**Arbeitsanweisung:**
Kopiere bitte sämtliche folgenden Einträge Zeichen für Zeichen.

________________________________________

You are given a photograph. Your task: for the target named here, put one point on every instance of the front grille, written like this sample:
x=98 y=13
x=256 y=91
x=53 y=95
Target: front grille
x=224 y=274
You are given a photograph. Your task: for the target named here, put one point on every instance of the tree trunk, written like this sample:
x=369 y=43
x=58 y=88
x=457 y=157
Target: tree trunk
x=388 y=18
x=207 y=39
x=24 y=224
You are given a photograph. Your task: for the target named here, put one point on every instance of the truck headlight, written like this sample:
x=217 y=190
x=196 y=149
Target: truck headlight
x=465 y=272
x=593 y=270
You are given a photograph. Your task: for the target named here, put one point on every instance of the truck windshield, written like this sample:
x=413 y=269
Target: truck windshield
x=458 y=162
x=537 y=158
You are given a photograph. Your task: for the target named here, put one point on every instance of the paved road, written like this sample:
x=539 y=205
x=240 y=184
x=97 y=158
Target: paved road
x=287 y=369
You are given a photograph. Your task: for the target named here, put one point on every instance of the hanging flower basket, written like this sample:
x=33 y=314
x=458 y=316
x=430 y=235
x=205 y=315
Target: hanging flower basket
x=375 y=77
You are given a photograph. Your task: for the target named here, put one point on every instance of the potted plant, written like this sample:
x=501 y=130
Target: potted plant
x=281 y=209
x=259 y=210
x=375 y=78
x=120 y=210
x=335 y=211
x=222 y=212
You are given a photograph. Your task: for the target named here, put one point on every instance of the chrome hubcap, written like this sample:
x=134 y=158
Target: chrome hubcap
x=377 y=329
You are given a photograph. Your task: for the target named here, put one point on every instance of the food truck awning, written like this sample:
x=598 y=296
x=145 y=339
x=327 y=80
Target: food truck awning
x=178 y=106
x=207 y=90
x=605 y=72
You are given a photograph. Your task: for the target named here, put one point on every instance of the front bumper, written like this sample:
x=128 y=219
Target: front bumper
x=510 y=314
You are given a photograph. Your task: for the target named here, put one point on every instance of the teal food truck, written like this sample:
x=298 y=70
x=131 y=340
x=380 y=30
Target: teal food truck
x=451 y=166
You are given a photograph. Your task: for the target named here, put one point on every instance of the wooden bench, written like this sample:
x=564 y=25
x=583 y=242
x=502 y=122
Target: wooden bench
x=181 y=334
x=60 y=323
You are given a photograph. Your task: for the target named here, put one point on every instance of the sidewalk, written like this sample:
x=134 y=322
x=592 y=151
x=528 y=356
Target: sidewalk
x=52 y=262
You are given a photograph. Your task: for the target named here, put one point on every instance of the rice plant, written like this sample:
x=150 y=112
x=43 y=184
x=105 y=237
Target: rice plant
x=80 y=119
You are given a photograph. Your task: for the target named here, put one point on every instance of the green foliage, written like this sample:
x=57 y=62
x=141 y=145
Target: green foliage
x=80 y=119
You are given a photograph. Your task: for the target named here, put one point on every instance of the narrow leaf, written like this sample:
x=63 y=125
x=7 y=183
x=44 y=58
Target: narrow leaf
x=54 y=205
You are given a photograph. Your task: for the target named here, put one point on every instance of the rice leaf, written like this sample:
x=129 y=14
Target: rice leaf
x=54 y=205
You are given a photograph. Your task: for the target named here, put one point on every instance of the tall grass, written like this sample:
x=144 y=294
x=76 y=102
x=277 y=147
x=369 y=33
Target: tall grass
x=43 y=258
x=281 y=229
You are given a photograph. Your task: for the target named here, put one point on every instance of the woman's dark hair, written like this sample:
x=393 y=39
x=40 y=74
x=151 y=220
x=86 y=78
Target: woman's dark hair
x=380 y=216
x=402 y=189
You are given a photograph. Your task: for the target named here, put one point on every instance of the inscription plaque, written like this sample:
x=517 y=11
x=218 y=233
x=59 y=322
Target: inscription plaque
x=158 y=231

________________________________________

**Schriftliche Antwort:**
You are given a photograph. Your task: for the target named here, put one point on every instance of the front grille, written like this sample:
x=98 y=13
x=256 y=91
x=53 y=95
Target: front grille
x=224 y=274
You are given a photograph. Your task: for the target named here, put one point on every instance of the tree trunk, written like this sample:
x=369 y=43
x=58 y=88
x=457 y=157
Target: tree trunk
x=388 y=18
x=207 y=39
x=24 y=224
You are given a photograph. Your task: for the target named here, put one point on every instance of the truck headlight, written like this sample:
x=217 y=190
x=196 y=149
Target: truck headlight
x=465 y=272
x=593 y=270
You are given a photograph. Your task: for the target named here, put one point on every instance of the truck windshield, written like this sample:
x=413 y=269
Target: truck windshield
x=458 y=162
x=537 y=158
You are given a photograph. Your task: for the target named here, put one point on every instance of the paved road, written like this sample:
x=539 y=205
x=240 y=184
x=97 y=158
Target: paved road
x=287 y=369
You are given a photograph. Your task: for the target named here, put one point on every instance of the hanging flower basket, written like this sample:
x=33 y=314
x=458 y=316
x=430 y=235
x=205 y=315
Target: hanging flower basket
x=375 y=77
You are given a photograph. Your task: for the target named here, put one point on every instance of the potted plant, written like this sample:
x=501 y=130
Target: potted plant
x=281 y=209
x=259 y=210
x=375 y=78
x=120 y=210
x=335 y=211
x=222 y=212
You are given a photograph. Your task: for the target named here, put one point on every instance of the chrome hubcap, written like this sample:
x=134 y=158
Target: chrome hubcap
x=377 y=329
You are given a photograph. Your task: for the target named here, put one point on every instance of the food truck awning, written like this sample:
x=598 y=296
x=145 y=339
x=327 y=80
Target: food truck awning
x=178 y=106
x=207 y=90
x=605 y=72
You are given a photograph. Your task: for the target named here, put one point on every instance of the front bumper, written like this sample:
x=128 y=219
Target: front bumper
x=510 y=314
You are given a photograph. Your task: for the target named here, put one point on every instance of the teal food truck, written like this sample:
x=298 y=70
x=131 y=340
x=380 y=30
Target: teal food truck
x=451 y=166
You are given a photograph. Your task: for the target named here, put one point on every instance of the wooden bench, written like this sample:
x=564 y=25
x=583 y=242
x=502 y=122
Target: wooden bench
x=181 y=334
x=60 y=323
You are given a photograph. Your task: for the target named here, put one point on every instance of the sidewalk, written like this sample:
x=134 y=322
x=592 y=151
x=528 y=356
Target: sidewalk
x=52 y=262
You are given a photograph. Your task: for the target named here, put one point on every instance of the rice plant, written like this sample:
x=150 y=112
x=43 y=184
x=105 y=237
Target: rice plant
x=80 y=119
You are given a photograph. Your task: for the target named here, put one point on every instance of the green foliage, written like this sample:
x=57 y=62
x=141 y=145
Target: green foliage
x=80 y=119
You are given a photograph. Your task: for the target named here, put one point on every instance of the narrow leaf, written like this sample:
x=63 y=125
x=7 y=183
x=44 y=58
Target: narrow leaf
x=54 y=205
You are given a photograph. Your task: for the target named here, put one point on every instance of the rice leaf, written like this sample:
x=129 y=14
Target: rice leaf
x=54 y=205
You are given a photograph. Your task: for the target named here, put one point on every instance of the tall grass, written like this sample:
x=144 y=294
x=76 y=102
x=277 y=147
x=369 y=33
Target: tall grass
x=43 y=258
x=281 y=229
You are given a photograph. Your task: for the target named here, put one point on every instance of the woman's dark hair, written like this sample:
x=393 y=39
x=40 y=74
x=151 y=220
x=86 y=78
Target: woman's dark hair
x=380 y=216
x=402 y=189
You are given a photograph. Your task: for the target named here, put one point on every instance of the inscription plaque, written like this sample:
x=517 y=11
x=218 y=233
x=59 y=322
Target: inscription plaque
x=158 y=231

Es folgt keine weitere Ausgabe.